Using the text on values work in schools, explain what gave one teacher the confidence to work with senior leadership on the need for shelter in the playground.

▶ [Article]:
--

The ownership that teachers exhibited for values approaches quickly translated into comfort and confidence in dealing with a range of Bigger Than Self issues, both locally and globally. Teachers of 10-15 years experience talked of trying things that they would “not have dreamed of exploring” before, and of being amazed at the ability of their learners “to debate and come up with really sensible ideas”. Beyond the formal learning of the classroom this newfound confidence was referenced by teachers who spoke of “seeing values and BTS issues everywhere” and by learners who began regularly bringing issues (from the community, media, family discussions etc) into the classroom for further exploration.

The values processes and emerging language were considered the ‘keys’ to unlocking a flow around this work. Flow is that state of being whereby an essentially cognitive process (such as thinking about complex BTS issues) becomes increasingly second nature, such that it not only requires less (conscious) effort, but is even enjoyable (Csikszentmihalyi in Kahneman, 2011). This state of flow was clearly seen in one or two of the pilot schools, where teachers, observers and learners themselves spoke of increased enjoyment, engagement and motivation for learning. There are several cases in which normally disruptive or perhaps struggling (in SEN terms) learners were noted for a marked positive turnaround in their learning.

Also of note, was a connection between increased confidence and the desire to act. In two of the schools I am aware of, learners (in both cases year 3) became sufficiently motivated to challenge the structures and values statements of the classroom and wider school. In one instance learners renegotiated the school rules to be the values by which they would learn and live together, and in another the learners worked with staff and governors to revisit and refresh the school mission around pupil-led values. This motivation to act, was not limited to learners. One teacher remarked quite openly about how the project and the engagement in values had afforded her a new confidence to work with senior leadership to tackle a key need for shelter in the playground. The same teacher also restructured the way in which they ran parents’ evenings, working from the values of the parent/carer rather than the largely extrinsic (performance-related) values that often dominate a schools approach to parents’ evenings. In other schools, teachers spoke of adding a values lens to their planning grids, and of looking out to BTS issues for ways to enrich and extend planned learning such that it becomes more meaningful and ‘real’.

--

▶ [Supplied data]:

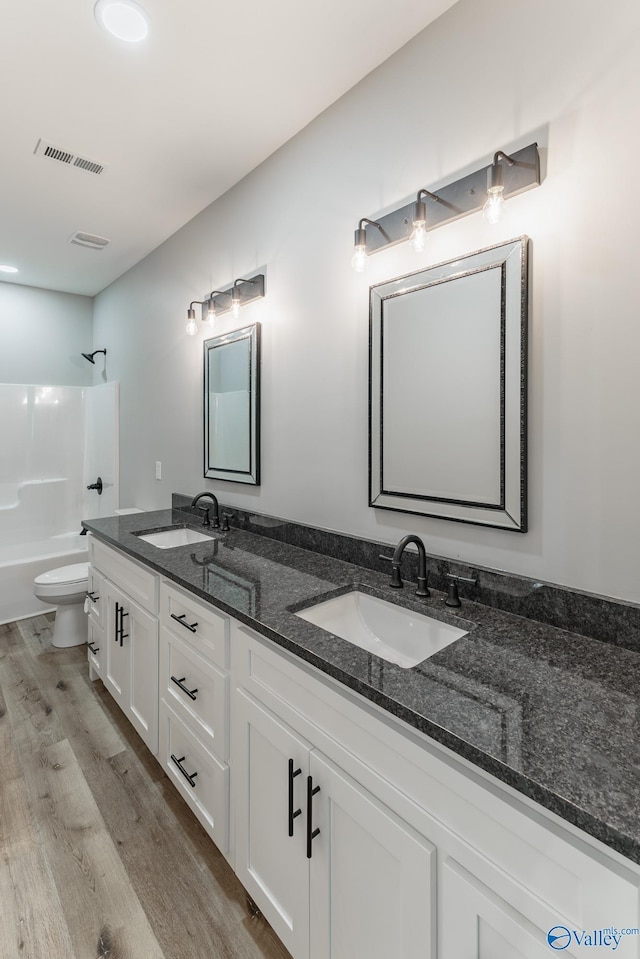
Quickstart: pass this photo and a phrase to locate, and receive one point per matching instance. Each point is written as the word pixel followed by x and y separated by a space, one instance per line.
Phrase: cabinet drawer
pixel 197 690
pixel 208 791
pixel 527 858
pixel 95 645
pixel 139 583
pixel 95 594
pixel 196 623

--

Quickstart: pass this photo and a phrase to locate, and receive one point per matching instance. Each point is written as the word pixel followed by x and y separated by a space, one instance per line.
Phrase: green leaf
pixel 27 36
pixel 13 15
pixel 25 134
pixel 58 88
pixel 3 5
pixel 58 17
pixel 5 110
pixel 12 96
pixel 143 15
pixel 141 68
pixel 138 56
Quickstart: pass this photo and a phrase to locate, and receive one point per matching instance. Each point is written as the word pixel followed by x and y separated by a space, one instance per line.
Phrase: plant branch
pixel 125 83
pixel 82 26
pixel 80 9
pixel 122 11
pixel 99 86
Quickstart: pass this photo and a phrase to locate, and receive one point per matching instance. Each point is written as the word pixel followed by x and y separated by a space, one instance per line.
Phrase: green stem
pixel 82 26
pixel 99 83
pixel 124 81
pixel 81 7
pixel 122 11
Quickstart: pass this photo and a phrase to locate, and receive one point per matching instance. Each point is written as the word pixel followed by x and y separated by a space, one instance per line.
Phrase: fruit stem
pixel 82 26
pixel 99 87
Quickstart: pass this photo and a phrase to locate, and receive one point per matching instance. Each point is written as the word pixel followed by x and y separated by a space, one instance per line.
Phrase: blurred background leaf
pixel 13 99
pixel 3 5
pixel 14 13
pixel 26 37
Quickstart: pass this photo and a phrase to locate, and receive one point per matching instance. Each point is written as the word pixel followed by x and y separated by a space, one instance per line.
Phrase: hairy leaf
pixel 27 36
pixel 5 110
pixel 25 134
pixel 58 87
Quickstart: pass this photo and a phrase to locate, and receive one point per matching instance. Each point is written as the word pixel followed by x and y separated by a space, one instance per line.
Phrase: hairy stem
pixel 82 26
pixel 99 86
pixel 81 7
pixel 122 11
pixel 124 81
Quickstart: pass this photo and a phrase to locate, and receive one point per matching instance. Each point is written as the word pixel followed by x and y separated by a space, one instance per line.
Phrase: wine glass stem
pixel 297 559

--

▶ [Written answer]: The teacher said the project and her engagement in values had given her a new confidence, which she then used to work with senior leadership on the key need for playground shelter.